— START Recorded data —
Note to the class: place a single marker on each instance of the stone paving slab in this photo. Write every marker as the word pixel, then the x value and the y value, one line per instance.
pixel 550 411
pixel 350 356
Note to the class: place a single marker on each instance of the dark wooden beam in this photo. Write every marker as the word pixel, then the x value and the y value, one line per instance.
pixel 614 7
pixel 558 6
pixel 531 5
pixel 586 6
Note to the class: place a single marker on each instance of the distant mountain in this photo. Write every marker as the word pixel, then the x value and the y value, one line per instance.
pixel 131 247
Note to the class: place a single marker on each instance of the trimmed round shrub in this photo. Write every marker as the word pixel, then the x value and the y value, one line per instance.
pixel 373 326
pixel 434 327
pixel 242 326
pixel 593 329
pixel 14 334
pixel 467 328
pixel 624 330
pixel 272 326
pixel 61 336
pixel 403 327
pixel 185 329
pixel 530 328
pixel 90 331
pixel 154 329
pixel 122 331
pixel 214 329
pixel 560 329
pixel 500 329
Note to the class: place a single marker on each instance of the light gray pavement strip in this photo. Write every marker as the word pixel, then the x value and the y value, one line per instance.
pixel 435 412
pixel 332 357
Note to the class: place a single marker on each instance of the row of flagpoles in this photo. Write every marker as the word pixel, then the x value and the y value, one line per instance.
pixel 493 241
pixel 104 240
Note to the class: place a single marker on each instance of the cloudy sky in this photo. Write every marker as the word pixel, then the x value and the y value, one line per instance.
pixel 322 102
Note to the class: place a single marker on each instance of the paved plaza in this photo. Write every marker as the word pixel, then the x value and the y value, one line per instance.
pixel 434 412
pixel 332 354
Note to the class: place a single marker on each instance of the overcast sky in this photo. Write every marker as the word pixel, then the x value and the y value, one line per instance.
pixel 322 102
— END Recorded data —
[What you should do]:
Reproduce every record above exactly as it appears.

[The reply]:
Note to the class: place a single marker on each instance of the stone paving slab in this photo. Write every marker as the word pixel, then the x value and the y value, one line per instance.
pixel 550 411
pixel 350 356
Note to the class: place a single marker on each instance of the dark wooden beam in this photo. Write every marker as the word pixel, then the x value and the y value, one line per instance.
pixel 614 7
pixel 558 6
pixel 531 5
pixel 586 6
Note to the class: place a single marker on each instance of the distant mountain in this photo. Write every marker as the word pixel, then the x value and the y value, one line per instance.
pixel 131 247
Note to the class: place a single marker on each instance of the trimmed round shrub in this photo. Write every marker as the word pixel, then the x value and the y value, one line per instance.
pixel 373 326
pixel 434 327
pixel 242 326
pixel 593 329
pixel 14 334
pixel 467 328
pixel 624 330
pixel 272 326
pixel 61 336
pixel 403 327
pixel 185 329
pixel 530 328
pixel 90 331
pixel 154 329
pixel 122 331
pixel 214 329
pixel 560 329
pixel 500 329
Note to the class: place a single marker on each instance of the light gray pavement strip in this photo. Write every marker as the word pixel, then the x value and the y value, one line per instance.
pixel 435 412
pixel 332 357
Note to the class: place a single marker on each instance of the row of flagpoles in this photo. Write every marker as the word pixel, then the x value and the y value, one line per instance.
pixel 493 241
pixel 104 240
Note to the class: place a single marker on each instance of the cloudy sky in this photo. Write every marker as the word pixel, then the x value and the y value, one line per instance.
pixel 322 102
Note to the class: place a single marker on each instance of the paved plaza in this photo. Write every marker as the word pixel, then the x value and the y value, one line per instance.
pixel 434 412
pixel 332 354
Note to the class: place a single marker on each instance of the overcast sky in this photo. Write every marker as the word pixel, then the x value and the y value, one line per instance.
pixel 322 102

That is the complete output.